### Text section
<<<<

Our first hands-on experience with NVIDIA´s Fermi comes from Sparkle GTX 470, a high end video card which we compare a whole bunch of previous and current generation competitors. Is the nextgen from NVIDIA worth the money? Read on to find out.
After a very long delay, Nvidia have finally released their 40nm high performance GPUs, with the intention to take the crown from AMD. The GPU has “Fermi” code name, fully supports DirectX11 and has an incredible number of3200 million transistors.
Most people expected the flagship, GTX 480, to be launched with 512 Shader Processors, but instead it has 480. The 512 Shader variant went to Quadro video cards, which cost an arm and a leg.
The GF100 chip core layout is divided into 4 GPCs (Graphic Processing Clusters); each GPC has four SMs (Streaming Multiprocessors) each which incorporate 32 Shader Processors (or CUDA cores); this totalizes 512 Shader Processors, like the Quadro cards have.
The GTX 470, with its 64 cores missing, has also the ROP and L2 cache and memory controllers cut.
With this modular design, it is easier to create in the future GPUs with less and less Shader Processors and cover all mainstream and entry level markets.
In Polymorph Engines that we can see in the diagram we can see the five stages:
These stages process the information from each Streaming Multiprocessor they are associated with. The data will then get to the Raster Engine which has 3-pipeline stages, that pass data from current to the next.
In conclusion, we can find a total of 16 Polymorph Engines and 4 Raster Engines, one for each GPC.
The latest GPUs from Nvidia fully support DirectX11 instructions which include GPGPU (DirectCompute 11), tessellation and improved multi-threading; they also come with Shader Model 5, better shadows and HDR texture compression.
Tesselation, as described on the Unigine website, is a “scalable technology aimed for automatic subdivision of polygons into smaller and finer pieces, so that developers can gain a more detailed look of their games almost free of charge in terms of performance. Thanks to this procedure, the elaboration of the rendered image finally approaches the boundary of veridical visual perception: the virtual reality is vivified at your fingertips delivering engaging gaming experience.”
Here is a modeled house inside the Unigine Heaven benchmark, without and with the tessellation feature enabled:
The multi-threaded rendering is similar to the techniques applied for the current CPUs. If a shader or an instruction has to be queued up, the process creates a delay. The current GPUs can now process data completely threaded, which bring a better overall performance.
The DirectCompute feature allows access to the GPU for stream computing; it shares a range of computational interfaces with its competitors: OpenCL and CUDA.
3D Vision Surround and Nvidia Surround are the responses to ATI’s Eyefinity. Nvidia Surround allows the use of 3 separate monitors to be used in 3D applications, with an SLI setup. This feature is backwards compatible with GT200 and GF100 series and allows a maximum resolution of 2560x1600 per monitor. The 3D Vision Surround offers stereoscopic viewing when using 3 monitors at once. To use this feature we also need three 120Hz displays, same model and same make to ensure uniformity; the system must be very powerful, because it needs to process six high-res 1920x1080 images, two images for each 120Hz monitor.

>>>>

[Records]
<<<<

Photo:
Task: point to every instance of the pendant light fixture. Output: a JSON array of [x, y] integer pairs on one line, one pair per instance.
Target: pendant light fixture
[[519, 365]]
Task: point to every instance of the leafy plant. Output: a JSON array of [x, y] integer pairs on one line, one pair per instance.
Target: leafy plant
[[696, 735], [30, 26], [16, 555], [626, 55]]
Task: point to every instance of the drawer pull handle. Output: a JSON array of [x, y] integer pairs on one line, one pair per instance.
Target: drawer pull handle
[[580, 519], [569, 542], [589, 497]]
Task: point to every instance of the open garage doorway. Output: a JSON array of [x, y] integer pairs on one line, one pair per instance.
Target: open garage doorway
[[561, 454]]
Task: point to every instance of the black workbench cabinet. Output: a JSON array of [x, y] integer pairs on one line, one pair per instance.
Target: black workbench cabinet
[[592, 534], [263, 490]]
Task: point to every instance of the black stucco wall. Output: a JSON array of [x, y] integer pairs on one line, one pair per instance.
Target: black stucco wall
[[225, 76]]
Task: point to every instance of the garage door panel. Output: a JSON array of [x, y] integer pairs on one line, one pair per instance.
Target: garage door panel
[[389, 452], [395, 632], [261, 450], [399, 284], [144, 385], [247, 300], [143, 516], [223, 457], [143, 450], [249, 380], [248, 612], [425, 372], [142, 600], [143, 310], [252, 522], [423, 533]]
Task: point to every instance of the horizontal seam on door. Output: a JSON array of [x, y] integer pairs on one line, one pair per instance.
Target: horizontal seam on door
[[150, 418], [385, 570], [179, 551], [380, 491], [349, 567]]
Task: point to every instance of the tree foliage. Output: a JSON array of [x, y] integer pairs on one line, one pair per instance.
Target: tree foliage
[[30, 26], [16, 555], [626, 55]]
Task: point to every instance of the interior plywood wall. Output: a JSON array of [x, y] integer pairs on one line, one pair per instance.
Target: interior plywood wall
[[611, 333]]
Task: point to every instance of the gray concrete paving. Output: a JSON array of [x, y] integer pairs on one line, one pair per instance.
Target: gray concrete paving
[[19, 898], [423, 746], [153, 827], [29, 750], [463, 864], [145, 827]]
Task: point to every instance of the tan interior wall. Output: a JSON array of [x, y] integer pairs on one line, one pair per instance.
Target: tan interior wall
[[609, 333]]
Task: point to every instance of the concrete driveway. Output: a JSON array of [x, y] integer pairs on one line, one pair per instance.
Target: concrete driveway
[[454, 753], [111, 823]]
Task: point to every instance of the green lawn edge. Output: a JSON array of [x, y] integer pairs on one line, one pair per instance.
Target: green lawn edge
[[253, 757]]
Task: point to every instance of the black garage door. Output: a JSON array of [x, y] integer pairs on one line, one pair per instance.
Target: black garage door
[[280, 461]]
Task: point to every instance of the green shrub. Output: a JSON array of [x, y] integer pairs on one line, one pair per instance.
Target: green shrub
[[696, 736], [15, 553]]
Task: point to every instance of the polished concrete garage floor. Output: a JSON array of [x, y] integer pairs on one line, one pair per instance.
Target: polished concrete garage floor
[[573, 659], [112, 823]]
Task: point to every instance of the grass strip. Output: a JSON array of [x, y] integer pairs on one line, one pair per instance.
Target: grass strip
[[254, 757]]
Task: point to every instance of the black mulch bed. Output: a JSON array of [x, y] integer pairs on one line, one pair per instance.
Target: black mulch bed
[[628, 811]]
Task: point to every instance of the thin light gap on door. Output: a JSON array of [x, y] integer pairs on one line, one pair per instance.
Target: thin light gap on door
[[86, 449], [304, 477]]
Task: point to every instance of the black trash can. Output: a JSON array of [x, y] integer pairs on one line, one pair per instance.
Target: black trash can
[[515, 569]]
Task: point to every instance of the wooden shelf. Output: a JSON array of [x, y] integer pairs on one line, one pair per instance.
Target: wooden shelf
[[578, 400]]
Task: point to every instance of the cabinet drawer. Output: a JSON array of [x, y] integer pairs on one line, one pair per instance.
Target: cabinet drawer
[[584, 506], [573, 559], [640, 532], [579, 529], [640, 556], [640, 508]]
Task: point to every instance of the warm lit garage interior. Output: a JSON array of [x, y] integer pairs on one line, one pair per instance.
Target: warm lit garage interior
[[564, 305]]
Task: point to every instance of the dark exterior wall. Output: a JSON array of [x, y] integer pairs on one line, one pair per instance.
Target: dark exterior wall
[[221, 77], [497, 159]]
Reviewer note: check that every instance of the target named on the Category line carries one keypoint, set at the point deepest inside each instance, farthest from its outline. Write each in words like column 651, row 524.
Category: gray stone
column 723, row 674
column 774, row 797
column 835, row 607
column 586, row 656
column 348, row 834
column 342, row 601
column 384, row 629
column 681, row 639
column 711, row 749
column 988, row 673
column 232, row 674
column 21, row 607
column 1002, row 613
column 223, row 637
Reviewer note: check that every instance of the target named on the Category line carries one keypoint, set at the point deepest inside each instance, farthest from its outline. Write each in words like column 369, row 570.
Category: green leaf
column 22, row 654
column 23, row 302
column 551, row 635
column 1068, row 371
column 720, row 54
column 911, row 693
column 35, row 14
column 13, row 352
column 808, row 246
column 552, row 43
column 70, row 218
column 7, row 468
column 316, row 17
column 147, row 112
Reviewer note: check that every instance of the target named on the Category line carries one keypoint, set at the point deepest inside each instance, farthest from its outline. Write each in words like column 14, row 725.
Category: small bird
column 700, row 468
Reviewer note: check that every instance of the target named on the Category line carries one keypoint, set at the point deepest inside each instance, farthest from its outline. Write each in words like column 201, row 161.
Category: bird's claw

>>>>

### Written exercise A
Copy the Fermi article word for word, everything from "The GTX 470, with" down to "entry level markets.".
### Written exercise B
According to the Fermi article, how many Shader Processors does the GTX 480 have?
### Written exercise C
Go on with the Fermi article, picking up right after its final sentence.

### Result A
The GTX 470, with its 64 cores missing, has also the ROP and L2 cache and memory controllers cut.
With this modular design, it is easier to create in the future GPUs with less and less Shader Processors and cover all mainstream and entry level markets.

### Result B
480

### Result C
About Nvidia PhysX
Delivering physics in games is no easy task. It's an extremely compute-intensive environment based on a unique set of physics algorithms that require tremendous amounts of simultaneous mathematical and logical calculations. This is where NVIDIA® PhysX™ Technology and GeForce® processors come in. NVIDIA PhysX is a powerful physics engine which enables real-time physics in leading edge PC and console games. PhysX software is widely adopted by over 150 games, is used by more than 10,000 registered users and is supported on Sony Playstation 3, Microsoft Xbox 360, Nintendo Wii and PC. In addition, PhysX is designed specifically for hardware acceleration by powerful processors with hundreds of cores. Combined with the tremendous parallel processing capability of the GPU, PhysX will provide an exponential increase in physics processing power and will take gaming to a new level delivering rich, immersive physical gaming environments with features such as:
* Explosions that cause dust and collateral debris * Characters with complex, jointed geometries for more life-like motion and interaction * Spectacular new weapons with incredible effects * Cloth that drapes and tears naturally * Dense smoke & fog that billow around objects in motion
The only way to get real physics with the scale, sophistication, fidelity and level of interactivity that dramatically alters your entertainment experience will be with one of the millions of NVIDIA PhysX-ready GeForce processors.
Here are some PhysX demos from Youtube :
Fluid demo :
The Great Kulu :
Deformable objects :
NVIDIA® CUDA™ is a general purpose parallel computing architecture that leverages the parallel compute engine in NVIDIA graphics processing units (GPUs) to solve many complex computational problems in a fraction of the time required on a CPU. It includes the CUDA Instruction Set Architecture (ISA) and the parallel compute engine in the GPU. To program to the CUDATM architecture, developers can, today, use C, one of the most widely used high-level programming languages, which can then be run at great performance on a CUDATM enabled processor. Other languages will be supported in the future, including FORTRAN and C++.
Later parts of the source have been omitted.